Stated goal: Copy the material from the line containing "the red sleeve" through the end of the material, including both of those lines. In the answers, multiply each coordinate by 1.5 and round it to a whole number, with halves rounded up. Leave all other text unchanged.

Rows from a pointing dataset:
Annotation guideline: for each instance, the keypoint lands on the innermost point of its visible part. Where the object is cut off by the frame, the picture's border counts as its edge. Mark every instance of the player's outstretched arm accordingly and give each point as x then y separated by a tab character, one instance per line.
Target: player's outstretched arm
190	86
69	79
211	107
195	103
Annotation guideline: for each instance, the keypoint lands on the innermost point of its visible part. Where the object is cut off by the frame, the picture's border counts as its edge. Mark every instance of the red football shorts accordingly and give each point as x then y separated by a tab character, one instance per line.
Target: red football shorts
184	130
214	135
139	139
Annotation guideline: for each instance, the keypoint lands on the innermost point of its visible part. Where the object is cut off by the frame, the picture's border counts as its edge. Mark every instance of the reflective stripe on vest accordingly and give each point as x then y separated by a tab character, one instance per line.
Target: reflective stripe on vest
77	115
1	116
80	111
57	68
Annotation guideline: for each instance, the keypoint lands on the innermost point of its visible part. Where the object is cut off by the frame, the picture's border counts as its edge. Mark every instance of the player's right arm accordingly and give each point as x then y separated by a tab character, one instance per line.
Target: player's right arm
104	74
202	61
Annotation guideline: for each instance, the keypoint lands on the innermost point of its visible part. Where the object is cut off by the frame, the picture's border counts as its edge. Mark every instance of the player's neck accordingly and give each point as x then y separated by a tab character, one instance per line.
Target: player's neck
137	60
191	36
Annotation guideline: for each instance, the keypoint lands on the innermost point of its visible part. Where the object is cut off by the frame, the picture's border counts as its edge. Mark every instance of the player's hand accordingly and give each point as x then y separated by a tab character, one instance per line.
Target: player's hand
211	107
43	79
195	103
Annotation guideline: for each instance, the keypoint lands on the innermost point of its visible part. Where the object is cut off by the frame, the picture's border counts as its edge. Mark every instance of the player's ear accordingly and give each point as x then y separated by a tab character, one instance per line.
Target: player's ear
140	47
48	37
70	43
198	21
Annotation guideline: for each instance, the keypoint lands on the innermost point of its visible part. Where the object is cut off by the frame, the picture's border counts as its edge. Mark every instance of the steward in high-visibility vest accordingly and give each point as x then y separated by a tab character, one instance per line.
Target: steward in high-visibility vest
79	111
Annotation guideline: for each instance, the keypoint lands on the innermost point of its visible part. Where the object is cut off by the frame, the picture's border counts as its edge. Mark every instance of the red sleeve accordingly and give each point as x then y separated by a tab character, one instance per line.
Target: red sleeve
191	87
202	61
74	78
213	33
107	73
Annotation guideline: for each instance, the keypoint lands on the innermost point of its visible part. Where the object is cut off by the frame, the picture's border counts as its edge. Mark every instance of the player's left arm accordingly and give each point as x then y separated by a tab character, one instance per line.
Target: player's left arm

Output for this task:
Annotation guideline: for each instance, the keypoint lands on the innermost point of its visible part. Where the object is cut off by the frame, the picture's border counts as its edge. Mark every instance of the red sleeve accordingly and give each point as x then y separated by a tab character, one instance per line.
Target: red sleeve
287	131
303	92
111	117
320	50
161	110
Annotation guideline: for each instance, the keypoint lands on the innermost point of its visible part. Where the object is cut off by the frame, the picture's border counts as its edge. Mark every instance of the player's left arm accordingly and give each point as x then y separated by a tab character, one instance per line.
Target: player's left arm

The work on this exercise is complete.